Work item —
For the entries that follow, give the number of lines holding the string "lotus" and nothing more.

Data listing —
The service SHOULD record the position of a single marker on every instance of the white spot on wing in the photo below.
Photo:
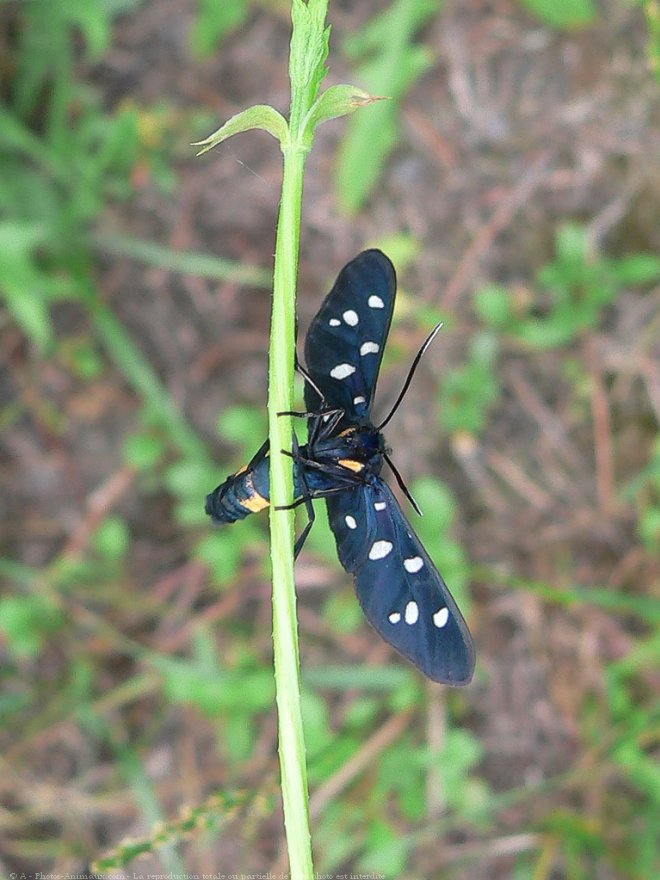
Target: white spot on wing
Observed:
(380, 549)
(411, 613)
(413, 564)
(342, 371)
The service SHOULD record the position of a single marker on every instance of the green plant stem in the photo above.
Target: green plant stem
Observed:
(285, 627)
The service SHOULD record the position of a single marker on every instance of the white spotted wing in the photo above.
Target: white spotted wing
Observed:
(400, 590)
(345, 341)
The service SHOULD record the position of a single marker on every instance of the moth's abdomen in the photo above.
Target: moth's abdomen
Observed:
(243, 493)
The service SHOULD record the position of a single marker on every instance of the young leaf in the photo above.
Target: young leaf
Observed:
(260, 116)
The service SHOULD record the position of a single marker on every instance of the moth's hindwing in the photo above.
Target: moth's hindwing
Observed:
(345, 341)
(401, 592)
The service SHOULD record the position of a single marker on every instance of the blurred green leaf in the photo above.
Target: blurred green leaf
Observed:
(112, 538)
(390, 65)
(469, 391)
(26, 621)
(564, 14)
(214, 21)
(221, 552)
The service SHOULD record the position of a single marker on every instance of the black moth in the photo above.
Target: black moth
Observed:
(400, 590)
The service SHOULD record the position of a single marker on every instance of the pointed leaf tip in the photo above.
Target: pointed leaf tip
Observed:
(261, 116)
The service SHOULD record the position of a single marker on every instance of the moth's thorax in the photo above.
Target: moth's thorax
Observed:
(358, 448)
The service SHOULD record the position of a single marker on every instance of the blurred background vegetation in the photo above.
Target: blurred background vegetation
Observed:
(513, 179)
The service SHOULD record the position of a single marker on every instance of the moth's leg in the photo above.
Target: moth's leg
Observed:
(259, 455)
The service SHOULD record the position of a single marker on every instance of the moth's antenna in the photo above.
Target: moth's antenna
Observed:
(402, 485)
(303, 372)
(411, 372)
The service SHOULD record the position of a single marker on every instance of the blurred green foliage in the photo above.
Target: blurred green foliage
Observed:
(563, 14)
(388, 62)
(573, 291)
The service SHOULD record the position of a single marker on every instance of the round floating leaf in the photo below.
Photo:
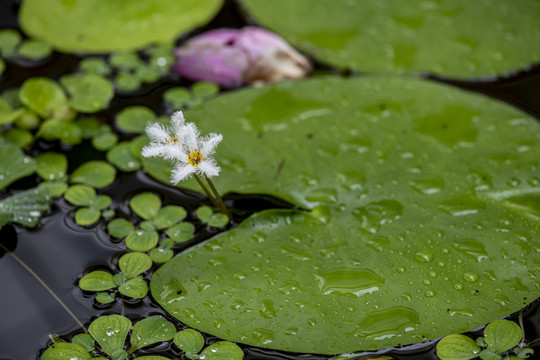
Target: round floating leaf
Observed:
(134, 263)
(135, 118)
(122, 157)
(94, 173)
(100, 26)
(405, 182)
(13, 164)
(110, 332)
(97, 281)
(150, 331)
(146, 205)
(502, 335)
(65, 351)
(43, 96)
(34, 50)
(87, 216)
(135, 288)
(142, 240)
(190, 341)
(222, 350)
(168, 216)
(51, 166)
(120, 228)
(457, 347)
(84, 340)
(403, 37)
(105, 298)
(89, 92)
(181, 232)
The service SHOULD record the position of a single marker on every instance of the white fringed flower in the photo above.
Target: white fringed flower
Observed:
(196, 155)
(164, 140)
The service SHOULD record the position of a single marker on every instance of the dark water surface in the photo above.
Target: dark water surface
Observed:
(60, 251)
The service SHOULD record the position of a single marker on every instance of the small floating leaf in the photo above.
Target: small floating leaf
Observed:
(89, 92)
(94, 173)
(51, 166)
(65, 351)
(502, 335)
(151, 330)
(42, 96)
(222, 350)
(457, 347)
(97, 280)
(190, 341)
(120, 228)
(110, 332)
(134, 263)
(146, 205)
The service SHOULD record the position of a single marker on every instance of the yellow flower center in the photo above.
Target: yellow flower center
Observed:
(195, 158)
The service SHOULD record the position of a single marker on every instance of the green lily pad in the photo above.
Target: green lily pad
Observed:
(14, 165)
(65, 351)
(502, 335)
(190, 341)
(100, 26)
(151, 330)
(146, 205)
(94, 173)
(51, 166)
(134, 263)
(43, 96)
(402, 216)
(34, 50)
(393, 36)
(110, 332)
(97, 280)
(89, 92)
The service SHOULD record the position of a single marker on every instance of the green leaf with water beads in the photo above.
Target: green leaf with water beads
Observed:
(222, 350)
(146, 205)
(94, 173)
(142, 240)
(84, 340)
(134, 263)
(135, 118)
(189, 341)
(502, 335)
(97, 280)
(9, 39)
(119, 228)
(151, 330)
(123, 158)
(34, 50)
(89, 92)
(457, 347)
(51, 166)
(181, 232)
(95, 65)
(14, 165)
(65, 351)
(43, 96)
(110, 332)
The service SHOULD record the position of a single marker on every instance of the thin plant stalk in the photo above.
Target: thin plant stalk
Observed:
(36, 276)
(219, 198)
(206, 191)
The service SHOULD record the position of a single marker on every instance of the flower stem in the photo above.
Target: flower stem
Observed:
(222, 205)
(27, 268)
(206, 191)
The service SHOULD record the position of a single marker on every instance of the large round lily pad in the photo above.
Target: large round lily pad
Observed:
(98, 26)
(454, 38)
(423, 216)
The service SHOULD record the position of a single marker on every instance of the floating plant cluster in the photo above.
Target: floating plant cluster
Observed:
(408, 209)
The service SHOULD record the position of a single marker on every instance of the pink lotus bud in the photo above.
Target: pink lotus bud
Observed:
(232, 57)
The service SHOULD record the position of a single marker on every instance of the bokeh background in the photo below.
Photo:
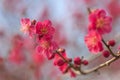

Result below —
2